» PROBLEM 1:
Using the YDA news report below, decide whether each statement agrees with it: (a) the provincial units met in person in Islamabad; (b) the march is set for October 14; (c) Gilgit-Baltistan was represented at the meeting. Answer yes or no for each and quote the deciding words.
» PROBLEM 2:
Print the portion of the YDA news report starting at "The Young Doctors" and ending at "Gilgit-Baltistan and Islamabad.".

» SOURCE PASSAGE:
YDA announces anti-PMC march to Islamabad on Oct 14

"The Pakistan Medical Commission is an unconstitutional, undemocratic and illegal body," says doctors association

By Web Desk
October 10, 2020
A group of doctors and staff members protesting outside a hospital. — Online/Raja Asim

The Young Doctors Association (YDA) on Saturday announced it will March to Islamabad on October 14, saying all wings of the association unanimously "reject" the formation of the Pakistan Medical Commission.

The statement came after a meeting held via video link of all the provincial units of the association.

Advertisement

The meeting was attended by presidents and cabinet members of Punjab, Khyber Pakhtunkhwa, Sindh, Balochistan, Azad Kashmir, Gilgit-Baltistan and Islamabad.

"The Pakistan Medical Commission is an unconstitutional, undemocratic and illegal body," it was agreed.

According to YDA, the formation of PMC is also "against international law".

» INFORMATION SHOWN:
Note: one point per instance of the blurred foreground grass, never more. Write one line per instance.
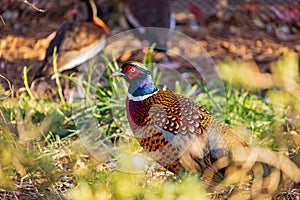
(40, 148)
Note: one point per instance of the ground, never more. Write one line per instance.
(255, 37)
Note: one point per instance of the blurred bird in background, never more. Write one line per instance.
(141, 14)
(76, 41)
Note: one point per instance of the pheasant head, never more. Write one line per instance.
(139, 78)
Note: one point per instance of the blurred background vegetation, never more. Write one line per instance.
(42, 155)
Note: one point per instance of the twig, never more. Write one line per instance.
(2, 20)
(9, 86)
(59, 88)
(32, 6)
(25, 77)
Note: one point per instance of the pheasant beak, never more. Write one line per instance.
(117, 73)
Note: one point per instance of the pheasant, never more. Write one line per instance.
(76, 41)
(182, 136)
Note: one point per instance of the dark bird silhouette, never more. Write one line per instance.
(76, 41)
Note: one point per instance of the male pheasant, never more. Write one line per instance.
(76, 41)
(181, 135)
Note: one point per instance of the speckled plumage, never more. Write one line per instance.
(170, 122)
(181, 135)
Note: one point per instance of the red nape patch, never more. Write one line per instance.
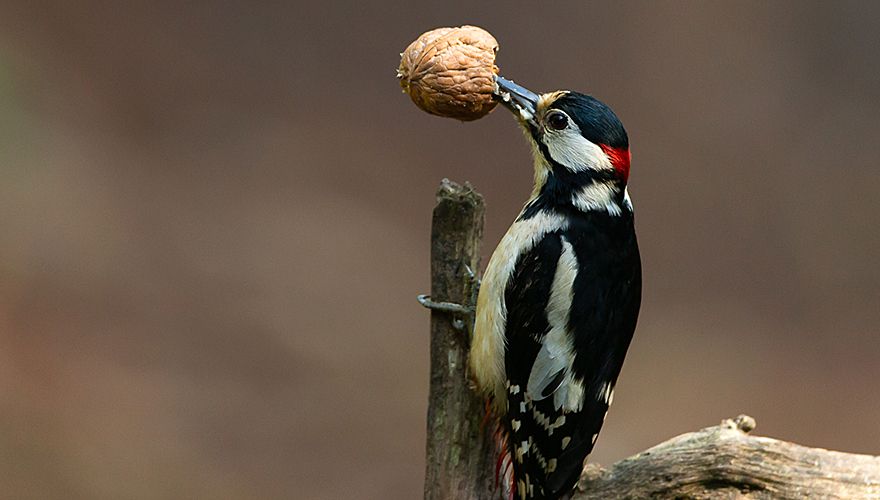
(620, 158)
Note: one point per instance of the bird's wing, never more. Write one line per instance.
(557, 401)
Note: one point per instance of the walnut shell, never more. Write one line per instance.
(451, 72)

» PROBLEM SOLUTION 1:
(a) No: "a meeting held via video link of all the provincial units of the association"
(b) Yes: "it will March to Islamabad on October 14"
(c) Yes: "The meeting was attended by presidents and cabinet members of Punjab, Khyber Pakhtunkhwa, Sindh, Balochistan, Azad Kashmir, Gilgit-Baltistan and Islamabad."

» PROBLEM SOLUTION 2:
The Young Doctors Association (YDA) on Saturday announced it will March to Islamabad on October 14, saying all wings of the association unanimously "reject" the formation of the Pakistan Medical Commission.

The statement came after a meeting held via video link of all the provincial units of the association.

Advertisement

The meeting was attended by presidents and cabinet members of Punjab, Khyber Pakhtunkhwa, Sindh, Balochistan, Azad Kashmir, Gilgit-Baltistan and Islamabad.